Data records: Begin

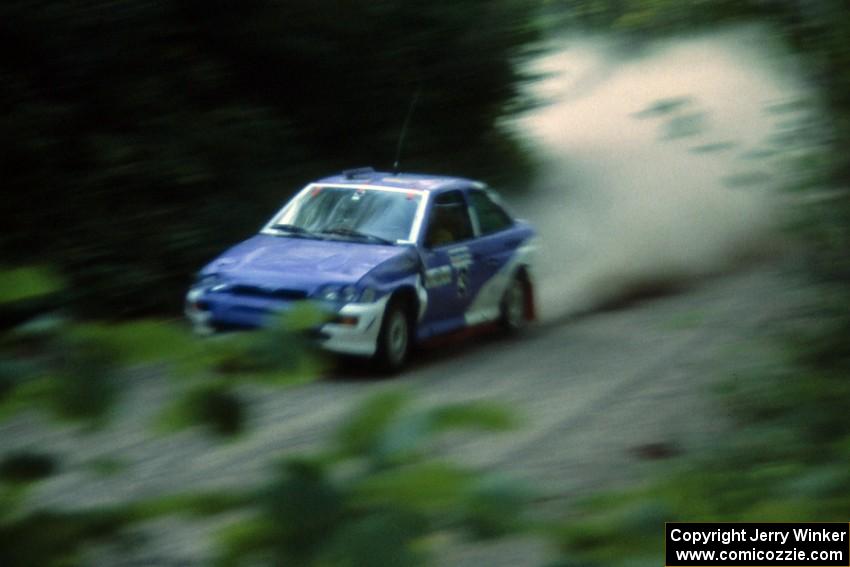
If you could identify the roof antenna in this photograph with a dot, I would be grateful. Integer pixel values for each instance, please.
(404, 126)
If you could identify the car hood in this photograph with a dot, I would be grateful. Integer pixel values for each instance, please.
(300, 262)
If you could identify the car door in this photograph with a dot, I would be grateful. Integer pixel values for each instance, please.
(494, 254)
(447, 258)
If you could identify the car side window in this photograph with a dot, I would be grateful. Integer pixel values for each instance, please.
(449, 221)
(491, 216)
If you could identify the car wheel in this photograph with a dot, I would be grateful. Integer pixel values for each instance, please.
(514, 305)
(394, 339)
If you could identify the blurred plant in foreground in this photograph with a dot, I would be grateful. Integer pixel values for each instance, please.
(376, 498)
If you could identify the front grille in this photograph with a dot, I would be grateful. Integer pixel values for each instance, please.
(268, 293)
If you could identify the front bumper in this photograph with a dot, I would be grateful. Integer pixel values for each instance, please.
(353, 328)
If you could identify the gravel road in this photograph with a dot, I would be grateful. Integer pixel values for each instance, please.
(601, 396)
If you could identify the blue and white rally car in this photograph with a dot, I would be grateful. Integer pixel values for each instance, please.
(396, 258)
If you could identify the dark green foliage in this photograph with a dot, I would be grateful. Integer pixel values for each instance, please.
(219, 409)
(142, 138)
(49, 539)
(377, 498)
(26, 467)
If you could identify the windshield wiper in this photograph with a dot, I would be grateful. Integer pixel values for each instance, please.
(293, 230)
(355, 234)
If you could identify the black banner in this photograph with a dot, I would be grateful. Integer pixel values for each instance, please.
(763, 545)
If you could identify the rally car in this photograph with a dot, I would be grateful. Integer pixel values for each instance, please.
(396, 259)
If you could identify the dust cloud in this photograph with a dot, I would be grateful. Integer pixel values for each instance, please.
(659, 166)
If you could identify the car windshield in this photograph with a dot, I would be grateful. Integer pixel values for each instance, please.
(383, 216)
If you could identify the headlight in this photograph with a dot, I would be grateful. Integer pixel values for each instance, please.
(346, 294)
(207, 281)
(329, 293)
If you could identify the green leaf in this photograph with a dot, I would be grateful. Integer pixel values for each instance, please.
(363, 434)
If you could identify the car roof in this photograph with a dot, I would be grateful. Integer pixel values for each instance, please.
(418, 181)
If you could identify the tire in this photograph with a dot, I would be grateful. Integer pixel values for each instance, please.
(514, 305)
(395, 338)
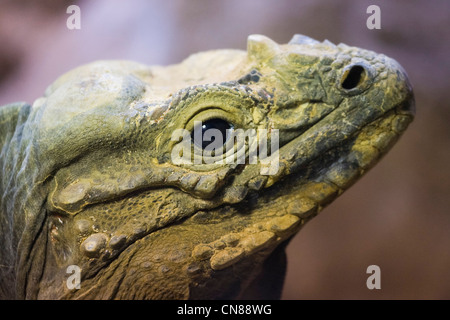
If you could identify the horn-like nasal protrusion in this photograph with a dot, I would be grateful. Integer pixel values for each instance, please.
(301, 39)
(260, 47)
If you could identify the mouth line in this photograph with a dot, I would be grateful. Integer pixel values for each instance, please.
(294, 173)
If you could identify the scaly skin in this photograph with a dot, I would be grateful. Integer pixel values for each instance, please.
(88, 178)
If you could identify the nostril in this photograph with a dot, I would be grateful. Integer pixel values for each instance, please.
(353, 77)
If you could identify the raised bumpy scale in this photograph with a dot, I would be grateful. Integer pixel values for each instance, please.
(88, 176)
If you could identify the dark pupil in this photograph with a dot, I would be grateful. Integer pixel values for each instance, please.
(215, 123)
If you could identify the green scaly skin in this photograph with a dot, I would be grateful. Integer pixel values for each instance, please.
(88, 180)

Data records: End

= Directions for this task =
Type the material out again exactly. Skip the pictures.

= Task response =
If you could identify the roof antenna in this photograph with a dot, I would be grateful. Integer pixel values for each instance, please.
(404, 126)
If you could identify the car hood in this photograph with a dot, I would be grateful. Integer pixel values for each instance, please.
(300, 262)
If you could identify the car door in this photograph with a dot, I would be grateful. Integer pixel values for each instance, please.
(494, 254)
(447, 258)
If you could identify the car side window in this photograph with a dot, I would be grateful. Integer pixel values for each instance, please.
(449, 221)
(491, 216)
If you could identify the car wheel in this photograph with a dot, I would be grateful. Integer pixel values for each instance, please.
(514, 305)
(394, 339)
If you could identify the blurred plant in foreground in this photograph with a dot, I would be grateful. Integer pixel values for each instance, please.
(376, 498)
If you could identify the front grille in this photograph with a dot, I would be grateful. Integer pixel values for each instance, please.
(268, 293)
If you could identify the front bumper in this photograph with a dot, I would be grateful. Integer pixel values for each instance, please.
(353, 328)
If you could identify the gravel road in this photograph with a dot, I would be grateful. Integer pixel values for each instance, please.
(601, 396)
If you could identify the blue and white rally car in this photograph with a dot, I would be grateful. Integer pixel values for each instance, please.
(396, 258)
If you could identify the dark green foliage in this photograph with a dot, I would be grateful. Integer pixel values for each instance, please.
(219, 409)
(142, 138)
(49, 539)
(377, 498)
(26, 467)
If you could identify the windshield wiper in this photograph with a dot, I would be grateful. Integer pixel values for each instance, please.
(293, 230)
(355, 234)
If you could identify the black banner in this photograph with a dot, I would be grateful. Integer pixel values for each instance, please.
(763, 545)
If you could identify the rally car in this photograph with a dot, I would be grateful. Integer pixel values for each instance, please.
(396, 259)
If you could identify the dust cloud in this photograph with a dot, I would be grateful. Integer pixel values for each instance, please.
(659, 166)
If you could identify the car windshield in this photograph with a dot, I would be grateful. Integer pixel values for each instance, please.
(383, 216)
If you could identify the headlight in this photograph with a dot, I would be grateful. Integer pixel values for each instance, please.
(346, 294)
(207, 281)
(329, 293)
If you could identify the green leaf in this photograph with a dot, I would be grateful. Integer pixel values for each instance, please.
(363, 434)
If you could identify the car roof in this photograph with a dot, I would be grateful. Integer pixel values for each instance, please.
(418, 181)
If you could identify the tire in this photograph with a dot, I would be grateful. Integer pixel values for each instance, please.
(514, 305)
(395, 338)
If you could identify the horn-like nasal protrusion in this photograph with a dot, I would be grateful. Integer pixel values for each instance, please.
(301, 39)
(260, 47)
If you could identify the mouth line in this photograph with a dot, I would be grateful. Integer pixel values for each instance, please.
(294, 173)
If you could identify the scaly skin in this photograph with a dot, I would be grateful. Integer pixel values for each instance, please.
(88, 178)
If you could identify the nostril in this photograph with a dot, I would be grateful. Integer pixel values for each instance, please.
(353, 77)
If you could identify the raised bumpy scale in this photograph with a dot, I would be grateful. Integer pixel values for each instance, please.
(88, 176)
If you could identify the dark pupil in this photograph with a dot, I would be grateful. Integer pixel values for each instance, please.
(215, 123)
If you could identify the green scaly skin in this photograph with a dot, I would be grateful. Integer pixel values for each instance, please.
(88, 180)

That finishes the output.